▸ DATA PROVIDED:

########################################

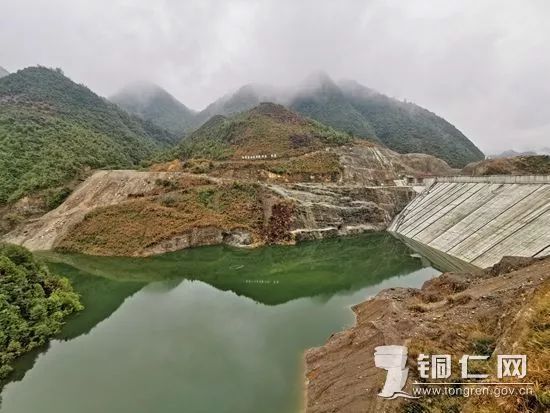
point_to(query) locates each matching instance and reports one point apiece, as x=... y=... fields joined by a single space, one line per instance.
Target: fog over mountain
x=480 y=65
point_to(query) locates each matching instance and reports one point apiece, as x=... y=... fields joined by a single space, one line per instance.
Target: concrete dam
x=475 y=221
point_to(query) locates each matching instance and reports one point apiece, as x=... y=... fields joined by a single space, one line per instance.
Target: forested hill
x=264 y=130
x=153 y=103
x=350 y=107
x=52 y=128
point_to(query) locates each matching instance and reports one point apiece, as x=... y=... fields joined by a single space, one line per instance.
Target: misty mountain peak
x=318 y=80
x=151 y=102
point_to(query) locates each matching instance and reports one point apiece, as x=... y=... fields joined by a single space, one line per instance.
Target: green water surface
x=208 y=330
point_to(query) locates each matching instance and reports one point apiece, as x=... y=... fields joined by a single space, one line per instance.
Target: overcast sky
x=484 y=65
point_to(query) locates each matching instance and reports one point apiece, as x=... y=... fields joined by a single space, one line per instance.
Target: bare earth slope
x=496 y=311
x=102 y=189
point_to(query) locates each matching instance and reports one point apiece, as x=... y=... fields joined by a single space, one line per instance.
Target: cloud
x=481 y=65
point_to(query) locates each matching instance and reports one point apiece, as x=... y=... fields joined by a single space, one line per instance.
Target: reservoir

########################################

▸ GOAL OF THE EXERCISE: Can you retype every record above exactly, leaving out the pictures?

▸ THE REPLY:
point_to(query) locates each matching instance and reports one point apiece, as x=... y=... fields joined by a single space, one line per instance.
Target: fog over mountain
x=480 y=65
point_to(query) locates each matching instance and reports one point apiece, as x=... y=... fields joined by a single space, one line per instance.
Target: concrete dam
x=475 y=221
point_to(query) locates each matching instance and reports one point apiece, as x=... y=... fields joined by a single space, one line per instance.
Target: forested hill
x=264 y=130
x=153 y=103
x=350 y=107
x=52 y=128
point_to(query) locates each matching instance and reports one point apiece, as x=... y=... fields joined by a single space, one line per instance.
Target: misty mountain peak
x=318 y=80
x=151 y=102
point_to(query) locates each matching instance and reports one point apiece, as x=... y=... fields joined by a single space, one line per instance.
Target: green water surface
x=208 y=330
point_to(query) locates each matching instance and reports one point apiece, as x=... y=... fields joined by a single space, one line per instance.
Target: overcast sky
x=484 y=65
point_to(query) locates each matching instance and reports one point apiece, as x=... y=... fields joined by a single space, one line per instance.
Target: bare earth slope
x=496 y=311
x=102 y=189
point_to(query) locates each matching instance and reports one point apiece, as x=... y=... fields joined by a single space, one line per instance.
Target: cloud
x=481 y=65
point_to(query) locates each matching instance and reports one point apiece, as x=... y=... fields joined by a single space, one line per instance.
Target: reservoir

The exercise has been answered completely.